■ **RECORDED DATA**:
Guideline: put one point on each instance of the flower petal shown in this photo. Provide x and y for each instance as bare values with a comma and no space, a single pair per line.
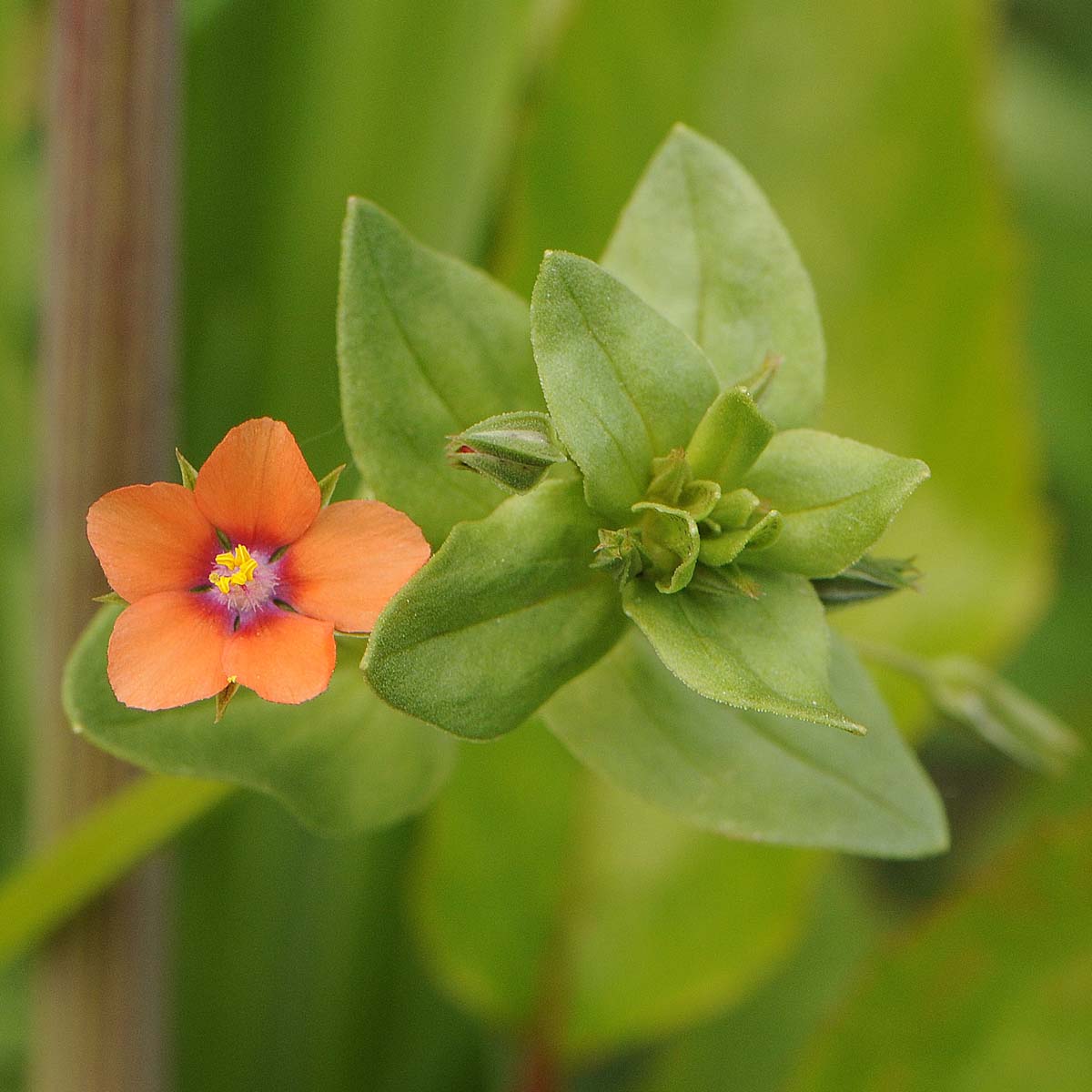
257,487
285,658
356,555
151,539
167,650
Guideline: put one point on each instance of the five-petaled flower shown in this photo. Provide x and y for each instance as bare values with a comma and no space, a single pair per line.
246,577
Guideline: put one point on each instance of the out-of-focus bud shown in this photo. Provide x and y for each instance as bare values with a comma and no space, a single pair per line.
1004,716
620,554
513,450
867,579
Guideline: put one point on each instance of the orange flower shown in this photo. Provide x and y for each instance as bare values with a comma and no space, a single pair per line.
261,612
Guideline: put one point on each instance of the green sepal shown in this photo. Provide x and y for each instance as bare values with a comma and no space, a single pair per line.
769,654
726,580
513,450
726,547
328,484
507,611
224,698
671,541
188,470
733,511
729,438
620,554
672,484
868,579
110,599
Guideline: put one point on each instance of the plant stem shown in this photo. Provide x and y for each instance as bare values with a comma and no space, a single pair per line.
107,385
102,847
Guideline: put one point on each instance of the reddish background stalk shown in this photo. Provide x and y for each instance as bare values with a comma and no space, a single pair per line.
108,349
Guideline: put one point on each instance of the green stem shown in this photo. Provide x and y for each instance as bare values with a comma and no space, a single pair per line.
98,850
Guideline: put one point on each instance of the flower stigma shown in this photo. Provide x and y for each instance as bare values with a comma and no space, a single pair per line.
240,571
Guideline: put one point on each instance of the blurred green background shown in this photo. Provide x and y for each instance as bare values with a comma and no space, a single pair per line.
934,164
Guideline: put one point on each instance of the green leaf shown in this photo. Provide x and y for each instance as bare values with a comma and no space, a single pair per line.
729,440
768,654
700,243
836,498
540,884
341,763
753,775
120,833
507,611
427,347
623,386
992,989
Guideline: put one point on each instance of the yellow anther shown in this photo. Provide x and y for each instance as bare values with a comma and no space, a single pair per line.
240,566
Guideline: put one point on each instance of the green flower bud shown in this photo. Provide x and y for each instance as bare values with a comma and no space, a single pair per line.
670,540
620,554
867,579
513,450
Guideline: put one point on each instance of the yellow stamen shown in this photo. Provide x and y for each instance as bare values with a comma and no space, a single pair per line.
240,566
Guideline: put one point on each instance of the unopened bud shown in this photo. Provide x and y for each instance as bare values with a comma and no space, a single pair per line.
513,450
620,554
867,579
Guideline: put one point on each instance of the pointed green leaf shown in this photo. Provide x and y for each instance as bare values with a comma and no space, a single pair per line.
768,654
507,611
426,348
343,763
623,386
836,498
699,241
753,775
729,440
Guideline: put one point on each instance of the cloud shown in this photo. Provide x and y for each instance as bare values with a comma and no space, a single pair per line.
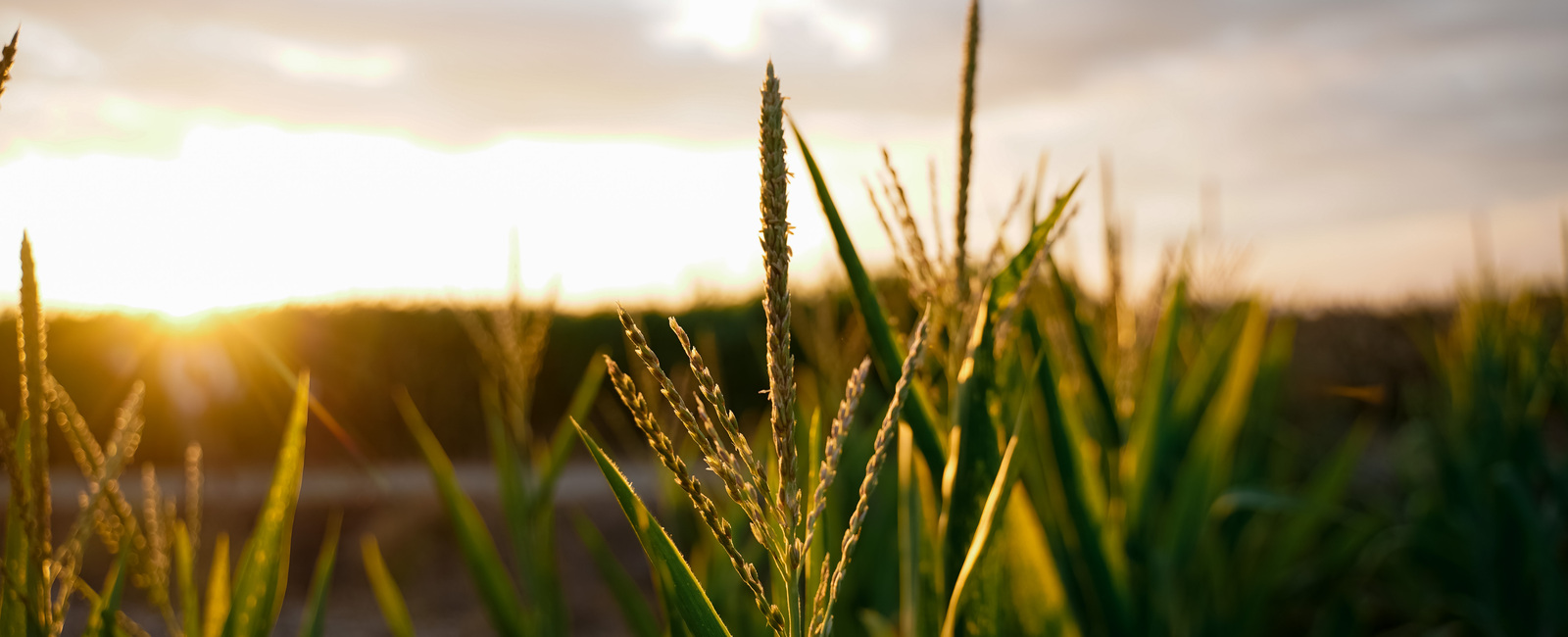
1308,114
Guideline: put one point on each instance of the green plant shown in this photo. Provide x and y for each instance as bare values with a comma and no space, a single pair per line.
780,521
512,347
1484,543
1144,507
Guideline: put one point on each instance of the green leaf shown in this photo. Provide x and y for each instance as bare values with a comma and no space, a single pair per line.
185,577
1206,469
686,592
1150,428
1055,488
512,485
1109,435
974,457
13,611
388,597
995,504
217,609
106,611
886,354
258,587
564,438
913,587
499,595
634,608
314,623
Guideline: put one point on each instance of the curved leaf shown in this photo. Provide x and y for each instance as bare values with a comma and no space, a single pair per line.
690,600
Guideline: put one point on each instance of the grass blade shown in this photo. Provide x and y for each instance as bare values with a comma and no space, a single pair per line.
995,504
106,612
634,608
185,576
1109,433
1150,427
258,585
388,597
687,593
584,397
974,457
314,623
478,550
885,349
217,609
1055,485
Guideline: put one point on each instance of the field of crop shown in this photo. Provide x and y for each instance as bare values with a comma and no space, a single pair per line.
972,444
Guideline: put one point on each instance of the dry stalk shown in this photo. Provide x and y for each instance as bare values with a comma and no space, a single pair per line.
828,590
833,446
666,456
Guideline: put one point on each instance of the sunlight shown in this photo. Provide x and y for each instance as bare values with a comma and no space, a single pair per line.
728,25
258,216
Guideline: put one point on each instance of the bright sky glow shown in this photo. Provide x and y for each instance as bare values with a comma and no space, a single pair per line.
255,216
204,156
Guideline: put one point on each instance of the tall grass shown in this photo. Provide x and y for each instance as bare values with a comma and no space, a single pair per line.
154,551
512,346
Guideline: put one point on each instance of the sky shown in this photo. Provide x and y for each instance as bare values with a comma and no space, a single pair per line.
185,156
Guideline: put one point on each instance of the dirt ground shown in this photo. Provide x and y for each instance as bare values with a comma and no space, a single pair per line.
400,509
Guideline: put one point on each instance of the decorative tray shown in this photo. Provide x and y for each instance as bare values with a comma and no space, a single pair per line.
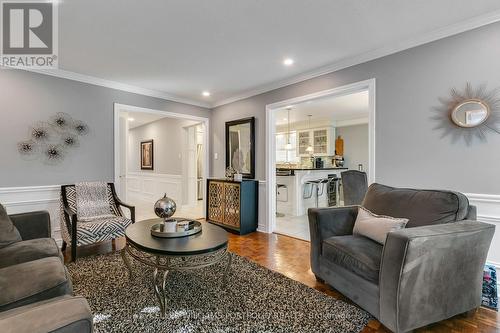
193,227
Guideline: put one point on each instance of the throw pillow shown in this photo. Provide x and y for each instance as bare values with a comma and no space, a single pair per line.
8,232
376,227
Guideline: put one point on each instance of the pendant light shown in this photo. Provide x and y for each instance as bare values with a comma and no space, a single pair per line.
309,148
288,145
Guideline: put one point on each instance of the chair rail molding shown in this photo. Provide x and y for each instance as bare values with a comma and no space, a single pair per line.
34,198
488,211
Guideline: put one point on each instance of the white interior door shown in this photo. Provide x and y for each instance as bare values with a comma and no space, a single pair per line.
190,167
123,147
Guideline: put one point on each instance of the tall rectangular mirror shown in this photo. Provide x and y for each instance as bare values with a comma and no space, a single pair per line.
240,146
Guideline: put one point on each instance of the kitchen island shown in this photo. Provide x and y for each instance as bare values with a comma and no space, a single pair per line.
290,195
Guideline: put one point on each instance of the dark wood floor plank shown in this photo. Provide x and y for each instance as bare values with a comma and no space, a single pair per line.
290,257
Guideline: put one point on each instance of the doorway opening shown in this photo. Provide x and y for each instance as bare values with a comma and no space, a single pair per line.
157,153
303,165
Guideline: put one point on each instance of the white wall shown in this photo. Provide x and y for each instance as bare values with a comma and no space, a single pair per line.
167,135
355,145
410,152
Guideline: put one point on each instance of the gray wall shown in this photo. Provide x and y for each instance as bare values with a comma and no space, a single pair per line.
168,134
26,98
355,145
408,84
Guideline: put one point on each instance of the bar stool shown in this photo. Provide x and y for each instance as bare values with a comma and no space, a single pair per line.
317,187
278,186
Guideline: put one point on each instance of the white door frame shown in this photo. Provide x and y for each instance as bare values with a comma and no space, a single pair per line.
117,107
271,141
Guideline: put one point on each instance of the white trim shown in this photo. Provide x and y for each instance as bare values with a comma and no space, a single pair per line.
117,107
8,190
154,175
354,60
116,85
34,198
271,142
447,31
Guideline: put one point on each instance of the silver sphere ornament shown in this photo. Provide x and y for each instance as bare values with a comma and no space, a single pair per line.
165,207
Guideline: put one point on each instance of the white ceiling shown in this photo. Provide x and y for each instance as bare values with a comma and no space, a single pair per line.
141,118
331,109
235,48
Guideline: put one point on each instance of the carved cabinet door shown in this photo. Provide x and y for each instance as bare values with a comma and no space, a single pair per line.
216,201
232,204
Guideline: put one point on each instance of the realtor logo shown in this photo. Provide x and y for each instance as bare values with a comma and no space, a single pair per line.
29,34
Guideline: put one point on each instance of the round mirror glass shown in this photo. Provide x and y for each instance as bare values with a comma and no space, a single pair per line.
470,113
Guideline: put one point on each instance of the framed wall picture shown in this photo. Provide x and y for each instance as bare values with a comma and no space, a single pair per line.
147,158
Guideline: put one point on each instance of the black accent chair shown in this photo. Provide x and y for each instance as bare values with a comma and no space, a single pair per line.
36,291
354,186
429,271
77,233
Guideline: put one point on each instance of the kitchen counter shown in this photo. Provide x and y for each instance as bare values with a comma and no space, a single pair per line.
294,170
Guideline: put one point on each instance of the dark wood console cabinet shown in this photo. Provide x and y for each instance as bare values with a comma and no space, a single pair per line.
233,205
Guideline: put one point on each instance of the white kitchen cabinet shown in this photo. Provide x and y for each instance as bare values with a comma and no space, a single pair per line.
322,141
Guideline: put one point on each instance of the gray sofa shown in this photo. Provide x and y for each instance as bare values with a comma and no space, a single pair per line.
36,290
427,272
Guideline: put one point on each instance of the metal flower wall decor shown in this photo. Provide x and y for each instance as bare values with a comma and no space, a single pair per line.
52,140
469,113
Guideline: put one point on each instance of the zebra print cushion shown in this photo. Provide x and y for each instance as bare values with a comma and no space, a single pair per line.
95,231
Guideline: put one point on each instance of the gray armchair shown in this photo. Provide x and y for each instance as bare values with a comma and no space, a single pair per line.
430,271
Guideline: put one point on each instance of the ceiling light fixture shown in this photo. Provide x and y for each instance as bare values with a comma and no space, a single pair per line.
288,145
288,62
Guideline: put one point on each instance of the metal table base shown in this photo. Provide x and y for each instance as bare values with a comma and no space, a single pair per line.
163,264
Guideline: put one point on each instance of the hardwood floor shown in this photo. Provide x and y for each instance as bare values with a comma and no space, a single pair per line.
290,257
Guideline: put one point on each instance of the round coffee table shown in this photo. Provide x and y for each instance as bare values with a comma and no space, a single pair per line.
203,249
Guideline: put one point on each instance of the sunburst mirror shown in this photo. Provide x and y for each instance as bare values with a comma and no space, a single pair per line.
469,114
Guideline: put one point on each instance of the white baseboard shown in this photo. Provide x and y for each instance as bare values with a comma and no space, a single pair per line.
151,186
32,198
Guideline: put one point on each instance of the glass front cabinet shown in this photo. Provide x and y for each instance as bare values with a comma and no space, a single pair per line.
322,140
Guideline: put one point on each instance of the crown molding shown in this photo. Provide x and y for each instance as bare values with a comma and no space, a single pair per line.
450,30
116,85
447,31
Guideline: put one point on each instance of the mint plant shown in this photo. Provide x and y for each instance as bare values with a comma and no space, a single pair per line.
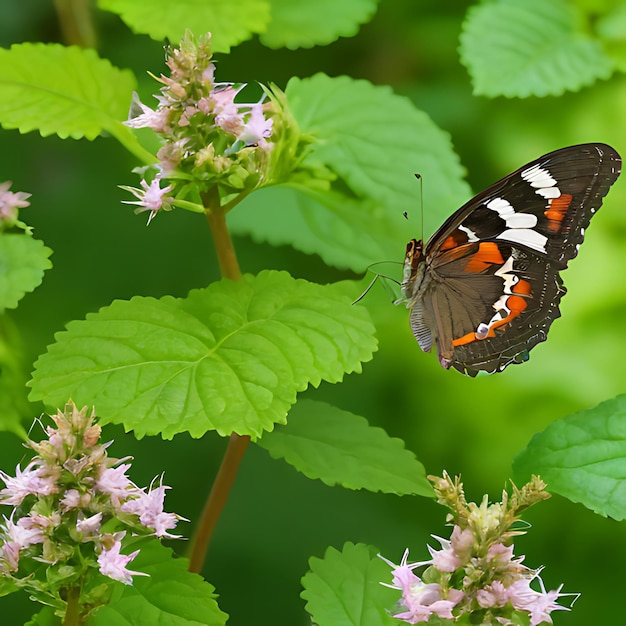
324,165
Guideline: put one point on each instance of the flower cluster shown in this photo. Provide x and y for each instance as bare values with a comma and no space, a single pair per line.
475,572
215,149
74,509
10,202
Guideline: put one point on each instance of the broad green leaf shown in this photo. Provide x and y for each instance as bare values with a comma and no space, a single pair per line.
375,142
229,22
230,357
304,24
23,261
583,457
343,588
169,595
338,447
61,90
521,48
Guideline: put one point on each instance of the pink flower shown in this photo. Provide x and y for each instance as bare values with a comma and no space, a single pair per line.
29,481
113,564
539,604
256,129
11,201
150,197
420,599
156,120
444,560
492,595
89,525
113,481
149,508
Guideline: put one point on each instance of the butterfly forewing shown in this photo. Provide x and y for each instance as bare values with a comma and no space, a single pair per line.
490,284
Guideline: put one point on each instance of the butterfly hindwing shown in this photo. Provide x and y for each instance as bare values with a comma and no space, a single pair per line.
487,286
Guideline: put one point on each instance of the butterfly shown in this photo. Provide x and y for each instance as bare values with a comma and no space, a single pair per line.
486,287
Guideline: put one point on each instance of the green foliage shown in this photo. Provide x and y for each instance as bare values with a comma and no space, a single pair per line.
583,457
62,90
343,588
23,261
373,141
338,447
169,595
304,24
229,22
519,48
230,357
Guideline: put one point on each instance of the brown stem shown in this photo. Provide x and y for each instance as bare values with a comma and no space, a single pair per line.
213,507
75,18
72,612
237,444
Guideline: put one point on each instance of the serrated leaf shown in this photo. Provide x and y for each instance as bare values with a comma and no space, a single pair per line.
583,457
375,141
169,595
230,357
304,24
229,22
343,588
23,261
519,48
67,91
338,447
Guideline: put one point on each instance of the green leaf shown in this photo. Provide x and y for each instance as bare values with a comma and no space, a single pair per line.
375,142
62,90
169,595
519,48
338,447
23,261
343,588
229,22
326,21
45,617
230,357
583,457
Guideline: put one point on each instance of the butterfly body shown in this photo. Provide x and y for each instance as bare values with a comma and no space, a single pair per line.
486,287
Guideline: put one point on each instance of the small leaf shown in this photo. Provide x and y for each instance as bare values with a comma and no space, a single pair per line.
338,447
169,595
375,142
533,47
230,357
583,457
62,90
325,20
23,261
229,22
343,588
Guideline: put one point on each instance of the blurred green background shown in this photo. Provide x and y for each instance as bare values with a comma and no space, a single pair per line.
276,519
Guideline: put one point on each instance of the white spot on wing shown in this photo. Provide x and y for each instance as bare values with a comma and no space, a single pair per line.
549,192
506,212
537,176
471,236
527,237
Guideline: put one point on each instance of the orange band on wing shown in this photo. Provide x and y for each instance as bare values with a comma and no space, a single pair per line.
557,210
488,254
515,303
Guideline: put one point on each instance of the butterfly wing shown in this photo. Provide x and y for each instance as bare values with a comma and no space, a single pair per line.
493,287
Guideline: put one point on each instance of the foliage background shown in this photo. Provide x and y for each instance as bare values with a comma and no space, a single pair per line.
276,519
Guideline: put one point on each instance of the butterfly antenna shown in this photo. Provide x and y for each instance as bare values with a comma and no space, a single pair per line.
376,277
419,177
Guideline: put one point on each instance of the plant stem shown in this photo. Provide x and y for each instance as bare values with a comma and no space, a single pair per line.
213,507
72,612
237,444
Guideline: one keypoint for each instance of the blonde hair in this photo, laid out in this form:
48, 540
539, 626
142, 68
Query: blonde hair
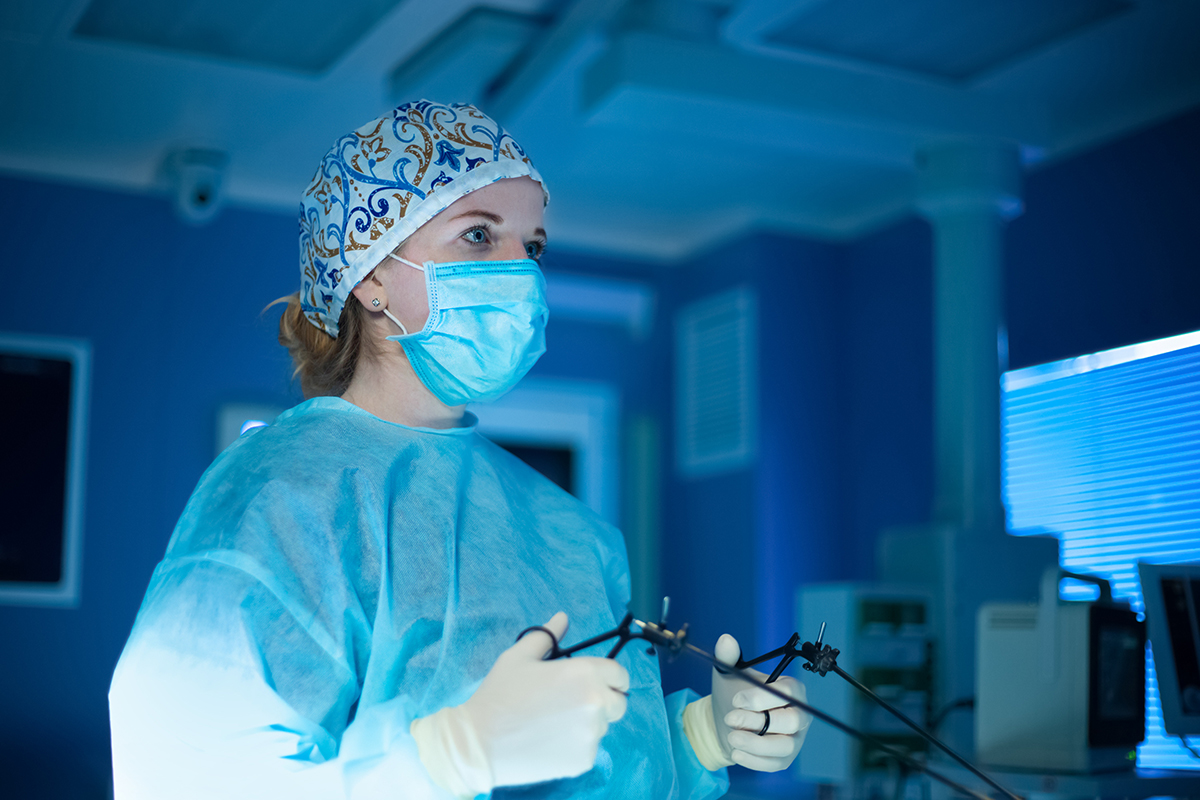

■ **TASK ITEM**: Pull out all lines from the entries above in which the word "blonde" appears.

■ **RESPONSE TO THE EXERCISE**:
Guideline: one keypoint for each instance of the blonde hair in this photo, laid out in this form:
Query: blonde hair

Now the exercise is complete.